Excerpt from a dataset
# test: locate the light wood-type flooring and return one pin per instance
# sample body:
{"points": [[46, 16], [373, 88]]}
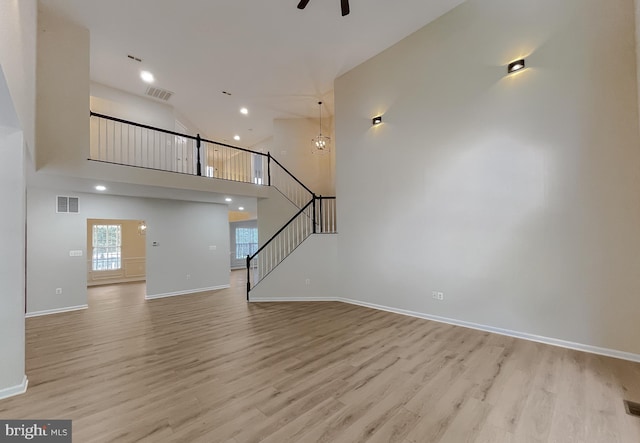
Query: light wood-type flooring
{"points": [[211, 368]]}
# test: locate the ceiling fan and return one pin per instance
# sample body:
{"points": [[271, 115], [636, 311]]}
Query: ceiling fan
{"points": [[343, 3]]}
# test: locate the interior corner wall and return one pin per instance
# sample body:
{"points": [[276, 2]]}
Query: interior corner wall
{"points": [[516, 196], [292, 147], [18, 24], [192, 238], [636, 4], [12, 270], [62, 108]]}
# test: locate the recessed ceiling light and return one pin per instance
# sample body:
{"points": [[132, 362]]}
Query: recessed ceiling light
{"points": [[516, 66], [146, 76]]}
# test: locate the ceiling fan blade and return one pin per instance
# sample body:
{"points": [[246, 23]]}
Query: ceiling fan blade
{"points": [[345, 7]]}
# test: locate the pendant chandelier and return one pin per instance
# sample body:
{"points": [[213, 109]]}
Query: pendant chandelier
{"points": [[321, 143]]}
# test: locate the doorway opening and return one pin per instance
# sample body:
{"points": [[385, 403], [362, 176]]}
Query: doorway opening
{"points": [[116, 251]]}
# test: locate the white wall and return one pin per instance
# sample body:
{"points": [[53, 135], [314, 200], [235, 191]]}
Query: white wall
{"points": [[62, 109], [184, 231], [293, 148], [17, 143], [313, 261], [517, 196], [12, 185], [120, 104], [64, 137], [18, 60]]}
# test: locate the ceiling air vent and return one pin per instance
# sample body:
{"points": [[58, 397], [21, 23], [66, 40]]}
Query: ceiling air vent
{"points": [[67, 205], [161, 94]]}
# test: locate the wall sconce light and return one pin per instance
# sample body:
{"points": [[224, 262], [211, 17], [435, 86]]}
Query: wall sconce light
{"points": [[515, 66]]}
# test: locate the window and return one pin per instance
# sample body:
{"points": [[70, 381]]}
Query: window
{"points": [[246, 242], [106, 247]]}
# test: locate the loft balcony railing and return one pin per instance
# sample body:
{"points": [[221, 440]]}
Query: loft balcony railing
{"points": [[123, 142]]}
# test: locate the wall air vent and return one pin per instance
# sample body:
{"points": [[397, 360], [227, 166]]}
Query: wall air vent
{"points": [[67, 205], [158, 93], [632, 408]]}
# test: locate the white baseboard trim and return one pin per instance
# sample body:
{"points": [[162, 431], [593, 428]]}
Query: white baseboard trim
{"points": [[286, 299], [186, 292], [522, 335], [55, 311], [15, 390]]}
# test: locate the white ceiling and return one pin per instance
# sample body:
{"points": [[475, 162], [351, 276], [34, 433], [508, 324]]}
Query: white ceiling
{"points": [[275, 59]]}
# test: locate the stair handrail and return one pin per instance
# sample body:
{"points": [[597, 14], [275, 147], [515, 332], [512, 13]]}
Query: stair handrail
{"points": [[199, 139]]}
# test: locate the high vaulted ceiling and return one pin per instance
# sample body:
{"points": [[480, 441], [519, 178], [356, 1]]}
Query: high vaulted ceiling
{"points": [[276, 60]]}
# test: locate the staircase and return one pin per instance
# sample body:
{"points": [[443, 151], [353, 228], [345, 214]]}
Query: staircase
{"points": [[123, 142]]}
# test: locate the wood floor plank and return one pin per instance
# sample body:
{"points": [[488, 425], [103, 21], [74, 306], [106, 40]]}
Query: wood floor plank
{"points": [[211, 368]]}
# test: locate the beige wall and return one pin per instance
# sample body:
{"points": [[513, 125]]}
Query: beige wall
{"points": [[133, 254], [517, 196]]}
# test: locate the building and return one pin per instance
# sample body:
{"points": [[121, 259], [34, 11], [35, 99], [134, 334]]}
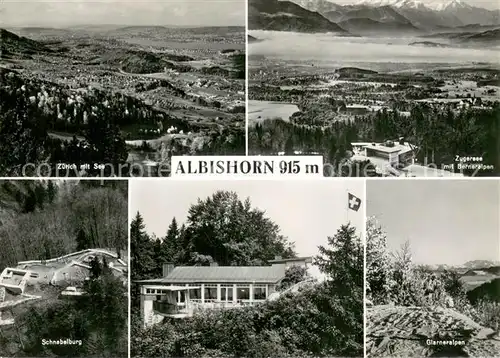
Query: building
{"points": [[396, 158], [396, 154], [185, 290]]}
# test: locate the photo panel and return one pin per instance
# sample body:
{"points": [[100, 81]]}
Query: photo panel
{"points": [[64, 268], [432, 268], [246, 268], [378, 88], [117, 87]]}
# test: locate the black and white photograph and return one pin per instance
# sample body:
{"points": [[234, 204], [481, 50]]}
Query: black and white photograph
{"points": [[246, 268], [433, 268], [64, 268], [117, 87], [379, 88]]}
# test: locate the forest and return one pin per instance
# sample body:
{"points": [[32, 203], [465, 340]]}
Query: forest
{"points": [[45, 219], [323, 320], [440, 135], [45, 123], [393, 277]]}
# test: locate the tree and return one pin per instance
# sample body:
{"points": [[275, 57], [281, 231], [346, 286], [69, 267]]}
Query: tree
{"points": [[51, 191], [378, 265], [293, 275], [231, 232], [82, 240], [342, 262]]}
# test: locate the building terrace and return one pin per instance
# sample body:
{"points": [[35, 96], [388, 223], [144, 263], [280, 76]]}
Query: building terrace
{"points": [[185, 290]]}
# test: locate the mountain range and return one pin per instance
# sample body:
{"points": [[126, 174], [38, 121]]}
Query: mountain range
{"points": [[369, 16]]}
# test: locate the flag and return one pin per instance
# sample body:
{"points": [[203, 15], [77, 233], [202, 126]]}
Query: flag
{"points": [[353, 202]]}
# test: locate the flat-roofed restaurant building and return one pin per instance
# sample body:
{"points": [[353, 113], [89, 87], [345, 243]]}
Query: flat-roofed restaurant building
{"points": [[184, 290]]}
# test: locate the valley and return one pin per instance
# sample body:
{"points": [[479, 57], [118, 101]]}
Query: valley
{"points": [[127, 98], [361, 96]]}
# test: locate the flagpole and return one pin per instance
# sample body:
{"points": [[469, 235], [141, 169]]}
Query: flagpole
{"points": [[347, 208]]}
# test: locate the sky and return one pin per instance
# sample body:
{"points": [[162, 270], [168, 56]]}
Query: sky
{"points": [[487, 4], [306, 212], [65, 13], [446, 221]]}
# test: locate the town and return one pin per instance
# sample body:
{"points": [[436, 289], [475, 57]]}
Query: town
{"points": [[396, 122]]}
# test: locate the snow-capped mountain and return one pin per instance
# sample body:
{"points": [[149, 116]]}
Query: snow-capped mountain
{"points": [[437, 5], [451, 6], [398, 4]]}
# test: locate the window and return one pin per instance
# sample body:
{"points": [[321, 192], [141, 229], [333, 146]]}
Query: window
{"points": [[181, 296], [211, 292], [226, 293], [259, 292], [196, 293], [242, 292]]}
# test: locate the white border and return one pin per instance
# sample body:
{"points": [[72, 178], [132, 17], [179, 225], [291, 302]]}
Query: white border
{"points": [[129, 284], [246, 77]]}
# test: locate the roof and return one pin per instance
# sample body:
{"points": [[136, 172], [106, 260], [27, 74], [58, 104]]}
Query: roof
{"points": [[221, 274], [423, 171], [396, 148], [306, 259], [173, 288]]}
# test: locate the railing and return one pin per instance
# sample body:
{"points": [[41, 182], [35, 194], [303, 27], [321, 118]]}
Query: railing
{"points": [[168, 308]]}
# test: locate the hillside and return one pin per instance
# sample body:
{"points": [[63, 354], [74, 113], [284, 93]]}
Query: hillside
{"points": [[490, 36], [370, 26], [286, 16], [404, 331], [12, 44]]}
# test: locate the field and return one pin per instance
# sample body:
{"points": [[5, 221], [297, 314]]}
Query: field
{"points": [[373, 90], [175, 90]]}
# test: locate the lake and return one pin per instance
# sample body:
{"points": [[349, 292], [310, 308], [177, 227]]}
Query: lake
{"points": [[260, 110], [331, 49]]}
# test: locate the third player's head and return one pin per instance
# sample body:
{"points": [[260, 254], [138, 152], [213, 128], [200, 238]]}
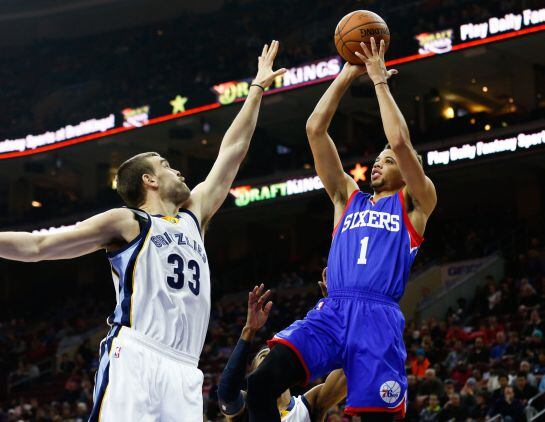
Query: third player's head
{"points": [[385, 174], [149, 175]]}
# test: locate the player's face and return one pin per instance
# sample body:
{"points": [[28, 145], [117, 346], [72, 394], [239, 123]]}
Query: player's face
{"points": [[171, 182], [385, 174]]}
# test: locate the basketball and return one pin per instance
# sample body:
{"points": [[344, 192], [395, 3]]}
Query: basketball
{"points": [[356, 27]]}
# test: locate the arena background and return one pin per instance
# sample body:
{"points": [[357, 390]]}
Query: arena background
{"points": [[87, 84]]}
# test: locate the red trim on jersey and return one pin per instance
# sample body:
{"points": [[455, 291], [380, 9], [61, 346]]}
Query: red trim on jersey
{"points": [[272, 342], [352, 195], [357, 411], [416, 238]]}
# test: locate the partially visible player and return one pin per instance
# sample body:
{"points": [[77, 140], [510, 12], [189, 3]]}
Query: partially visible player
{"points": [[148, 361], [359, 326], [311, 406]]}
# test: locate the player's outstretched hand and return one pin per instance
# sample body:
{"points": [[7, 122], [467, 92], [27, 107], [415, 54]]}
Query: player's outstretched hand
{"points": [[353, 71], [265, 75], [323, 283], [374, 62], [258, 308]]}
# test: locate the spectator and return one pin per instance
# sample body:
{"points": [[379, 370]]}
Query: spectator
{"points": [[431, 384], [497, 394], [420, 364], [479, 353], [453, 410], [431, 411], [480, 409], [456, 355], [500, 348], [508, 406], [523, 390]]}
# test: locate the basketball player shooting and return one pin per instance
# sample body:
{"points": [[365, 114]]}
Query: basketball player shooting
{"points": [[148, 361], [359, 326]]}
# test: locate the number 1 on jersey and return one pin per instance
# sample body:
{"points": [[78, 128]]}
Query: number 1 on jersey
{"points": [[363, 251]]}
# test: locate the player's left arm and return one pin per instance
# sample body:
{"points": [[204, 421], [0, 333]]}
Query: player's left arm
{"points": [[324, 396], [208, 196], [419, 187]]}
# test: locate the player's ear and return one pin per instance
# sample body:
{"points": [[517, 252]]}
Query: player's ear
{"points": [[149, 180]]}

● SHORT TASK: Rewrite everything from the line containing "# test: locate the spectator" down to the end of the records, changing "pin" to "marker" and leaving all else unchanged. Give only those lines.

● WRITTEN ANSWER:
# test: locate the spectator and return one marker per instance
# sample body:
{"points": [[379, 370]]}
Query: spectator
{"points": [[431, 384], [497, 394], [420, 364], [479, 353], [453, 410], [431, 411], [480, 409], [456, 355], [500, 348], [508, 406], [523, 390]]}
# test: locate the basketball player shooting and return one marker per instance
# sample body:
{"points": [[365, 114]]}
Query: basketball player shooting
{"points": [[148, 361], [359, 326]]}
# test: locate the number 1 on jersey and return one marker per instance
# sample body:
{"points": [[78, 128]]}
Query: number 1 on jersey
{"points": [[363, 251]]}
# test: locate the player's left arm and return one marker per instance
# sample body:
{"points": [[204, 421], [0, 333]]}
Query: player's left arm
{"points": [[324, 396], [208, 196], [419, 187]]}
# test: locate the player's ear and return one marker per instance
# sample body:
{"points": [[517, 252]]}
Query: player's ear
{"points": [[149, 180]]}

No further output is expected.